### Set problem 1
Translate this sentence from the VMX emulation thread into Spanish: "And TLB flushing is but one small aspect of page table shadowing."
### Set problem 2
Extend the VMX emulation thread, picking up right after its final sentence.

### Document text
◆ ◆ ◆ ◆ ◆ ◆ ◆
Re: [RFC PATCH part-5 00/22] VMX emulation

Jason Chen CJ <jason.cj.chen@xxxxxxxxx> · Tue, 5 Sep 2023 09:47:01 +0000

On Tue, Jun 13, 2023 at 12:50:52PM -0700, Sean Christopherson wrote:
> Maybe?  A paravirt paging scheme could do whatever it wanted.  The APIs could be
> designed in such a way that L1 never needs to explicitly request a TLB flush,
> e.g. if the contract is that changes must always become immediately visible to L2.
> 
> And TLB flushing is but one small aspect of page table shadowing.  With PV paging,
> L1 wouldn't need to manage hardware-defined page tables, i.e. could use any arbitrary
> data type.  E.g. KVM as L1 could use an XArray to track L2 mappings.  And L0 in
> turn wouldn't need to have vendor specific code, i.e. pKVM on x86 (potentially
> *all* architectures) could have a single nested paging scheme for both Intel and
> AMD, as opposed to needing code to deal with the differences between EPT and NPT.
> 
> A few months back, I mentally worked through the flows[*] (I forget why I was
> thinking about PV paging), and I'm pretty sure that adapting x86's TDP MMU to
> support PV paging would be easy-ish, e.g. kvm_tdp_mmu_map() would become an
> XArray insertion (to track the L2 mapping) + hypercall (to inform L1 of the new
> mapping).
◆ ◆ ◆ ◆ ◆ ◆ ◆
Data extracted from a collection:
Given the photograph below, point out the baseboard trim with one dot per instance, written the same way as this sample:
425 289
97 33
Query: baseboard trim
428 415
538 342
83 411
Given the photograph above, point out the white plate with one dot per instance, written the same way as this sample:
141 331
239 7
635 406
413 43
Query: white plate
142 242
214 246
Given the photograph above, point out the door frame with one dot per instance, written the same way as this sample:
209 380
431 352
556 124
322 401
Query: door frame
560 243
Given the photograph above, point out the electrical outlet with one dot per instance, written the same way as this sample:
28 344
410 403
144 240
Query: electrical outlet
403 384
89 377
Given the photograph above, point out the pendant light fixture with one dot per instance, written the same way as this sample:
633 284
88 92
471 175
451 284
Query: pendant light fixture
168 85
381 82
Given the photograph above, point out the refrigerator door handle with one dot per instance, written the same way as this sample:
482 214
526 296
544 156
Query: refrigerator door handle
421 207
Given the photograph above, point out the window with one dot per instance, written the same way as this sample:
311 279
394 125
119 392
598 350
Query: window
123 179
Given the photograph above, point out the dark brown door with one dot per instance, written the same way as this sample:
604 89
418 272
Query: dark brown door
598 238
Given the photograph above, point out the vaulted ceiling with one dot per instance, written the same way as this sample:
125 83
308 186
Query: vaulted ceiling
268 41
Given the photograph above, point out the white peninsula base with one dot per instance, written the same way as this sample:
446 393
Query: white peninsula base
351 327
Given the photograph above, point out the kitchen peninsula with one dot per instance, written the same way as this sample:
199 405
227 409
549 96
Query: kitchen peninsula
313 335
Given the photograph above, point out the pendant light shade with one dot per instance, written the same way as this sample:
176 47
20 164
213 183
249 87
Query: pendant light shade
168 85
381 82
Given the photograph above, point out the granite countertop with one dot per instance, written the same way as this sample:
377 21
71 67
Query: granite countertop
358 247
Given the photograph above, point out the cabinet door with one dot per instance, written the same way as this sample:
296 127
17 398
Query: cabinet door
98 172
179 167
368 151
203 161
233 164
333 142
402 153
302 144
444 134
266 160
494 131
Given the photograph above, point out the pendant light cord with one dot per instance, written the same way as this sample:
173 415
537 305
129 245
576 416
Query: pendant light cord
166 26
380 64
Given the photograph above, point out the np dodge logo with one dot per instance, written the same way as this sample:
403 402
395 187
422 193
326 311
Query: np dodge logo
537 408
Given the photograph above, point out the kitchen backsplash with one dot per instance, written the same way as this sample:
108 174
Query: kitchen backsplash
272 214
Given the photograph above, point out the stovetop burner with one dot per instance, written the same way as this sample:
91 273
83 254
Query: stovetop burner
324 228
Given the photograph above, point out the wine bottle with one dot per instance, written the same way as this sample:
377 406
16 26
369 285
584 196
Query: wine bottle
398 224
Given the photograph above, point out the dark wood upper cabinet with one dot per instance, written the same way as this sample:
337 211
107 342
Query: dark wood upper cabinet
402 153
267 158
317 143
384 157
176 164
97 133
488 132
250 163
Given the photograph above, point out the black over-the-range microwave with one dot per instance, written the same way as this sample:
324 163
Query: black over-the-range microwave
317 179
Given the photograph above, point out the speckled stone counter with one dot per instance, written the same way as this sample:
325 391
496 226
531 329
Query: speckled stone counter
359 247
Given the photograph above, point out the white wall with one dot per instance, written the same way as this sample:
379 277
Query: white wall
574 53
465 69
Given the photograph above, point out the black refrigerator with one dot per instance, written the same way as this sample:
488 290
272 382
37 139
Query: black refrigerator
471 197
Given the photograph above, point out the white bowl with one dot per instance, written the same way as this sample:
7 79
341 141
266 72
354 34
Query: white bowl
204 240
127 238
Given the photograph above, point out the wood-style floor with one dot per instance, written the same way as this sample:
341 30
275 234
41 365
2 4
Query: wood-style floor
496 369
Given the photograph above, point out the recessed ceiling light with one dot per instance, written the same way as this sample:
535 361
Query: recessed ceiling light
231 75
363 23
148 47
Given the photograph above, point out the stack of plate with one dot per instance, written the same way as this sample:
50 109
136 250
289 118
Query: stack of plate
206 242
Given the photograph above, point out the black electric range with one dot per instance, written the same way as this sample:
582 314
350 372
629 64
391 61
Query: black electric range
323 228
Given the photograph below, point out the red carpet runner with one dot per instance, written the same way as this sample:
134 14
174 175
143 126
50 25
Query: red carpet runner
◆ ◆ ◆ ◆ ◆ ◆ ◆
### Result 1
Y el vaciado de la TLB no es más que un pequeño aspecto del sombreado de tablas de páginas.

### Result 2
> 
> [*] I even though of a catchy name, KVM Paravirt Only Paging, a.k.a. KPOP ;-)

hi, Sean & all,

I did a POC[1] to support KPOP (KVM Paravirt Only Paging) for KVM on KVM
nested guest. I am not sure if such solution is welcome to KVM community,
I appreciate if you can give me some advice/direction. As I saw the
solution is straightforward and less memory cost (no double page tables),
but a rough benchmark based on stress-ng show less 1% improvement for
both cpu & vm stress test, comparing to legacy shadowing mode nested
guest solution.

Brief idea of this POC
----------------------

The brief idea of the POC is to intercept below x86 KVM MMU interfaces
to do three KPOP hypercalls - KVM_HC_KPOP_MMU_LOAD_UNLOAD,
KVM_HC_KPOP_MMU_MAP & KVM_HC_KPOP_MMU_UNMAP:

- int (*mmu_load)(struct kvm_vcpu *vcpu);
  this ops(from L1) leads to KVM_HC_KPOP_MMU_LOAD_UNLOAD hypercall for MMU
  load to L0 KVM, L0 KVM shall help to create L2 guest MMU page table and
  ensure vcpu will load it as root pgd when corresponding nested vcpu is
  running.

- void (*mmu_unload)(struct kvm_vcpu *vcpu);
  this ops(from L1) leads to KVM_HC_KPOP_MMU_LOAD_UNLOAD hypercall for MMU
  unload to L0 KVM, L0 KVM shall try to put & free corresponding L2 guest
  MMU page table.

- bool (*mmu_set_spte_gfn)(struct kvm *kvm, struct kvm_gfn_range
  *range);
  this ops(from L1) leads to KVM_HC_KPOP_MMU_MAP hypercall for MMU remap
  to L0 KVM, L0 KVM shall try to remap the range's MMU mapping for all
  previous loaded L2 guest MMU page tables who belongs to L2 "kvm" and
  whose as_id (address id) is same as range->slot->as_id.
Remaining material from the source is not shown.